> [Exercise]: Pick out every line in the listing below that contains the string "query" and copy each of those lines.

> [Records shown]:
_ _ _ _ _

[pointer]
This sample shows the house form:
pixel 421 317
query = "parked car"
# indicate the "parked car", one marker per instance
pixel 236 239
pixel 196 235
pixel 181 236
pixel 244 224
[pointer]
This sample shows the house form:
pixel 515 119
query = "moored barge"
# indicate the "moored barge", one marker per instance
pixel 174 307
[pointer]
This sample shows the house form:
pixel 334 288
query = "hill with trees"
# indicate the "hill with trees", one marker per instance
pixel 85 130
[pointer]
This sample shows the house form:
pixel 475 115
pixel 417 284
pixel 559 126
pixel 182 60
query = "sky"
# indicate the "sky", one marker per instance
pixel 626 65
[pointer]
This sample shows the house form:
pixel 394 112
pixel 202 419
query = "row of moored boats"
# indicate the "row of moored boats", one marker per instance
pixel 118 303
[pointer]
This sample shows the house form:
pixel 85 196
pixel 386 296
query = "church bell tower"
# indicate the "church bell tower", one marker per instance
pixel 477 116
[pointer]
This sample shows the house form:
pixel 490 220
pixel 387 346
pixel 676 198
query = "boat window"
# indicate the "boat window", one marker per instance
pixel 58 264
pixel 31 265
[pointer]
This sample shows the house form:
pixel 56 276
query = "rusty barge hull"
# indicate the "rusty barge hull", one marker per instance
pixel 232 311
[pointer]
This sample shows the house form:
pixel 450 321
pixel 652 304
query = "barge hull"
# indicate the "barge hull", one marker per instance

_ _ _ _ _

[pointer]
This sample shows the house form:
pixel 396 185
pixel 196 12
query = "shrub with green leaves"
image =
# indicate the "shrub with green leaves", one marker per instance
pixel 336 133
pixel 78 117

_ _ _ _ _

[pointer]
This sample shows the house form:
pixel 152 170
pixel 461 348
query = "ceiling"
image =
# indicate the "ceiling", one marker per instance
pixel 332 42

_ _ _ _ _

> [Task result]:
query = "parked car"
query = "moored barge"
query = "hill with trees"
query = "sky"
query = "row of moored boats"
query = "church bell tower"
query = "boat window"
query = "rusty barge hull"
query = "barge hull"
query = "shrub with green leaves"
query = "ceiling"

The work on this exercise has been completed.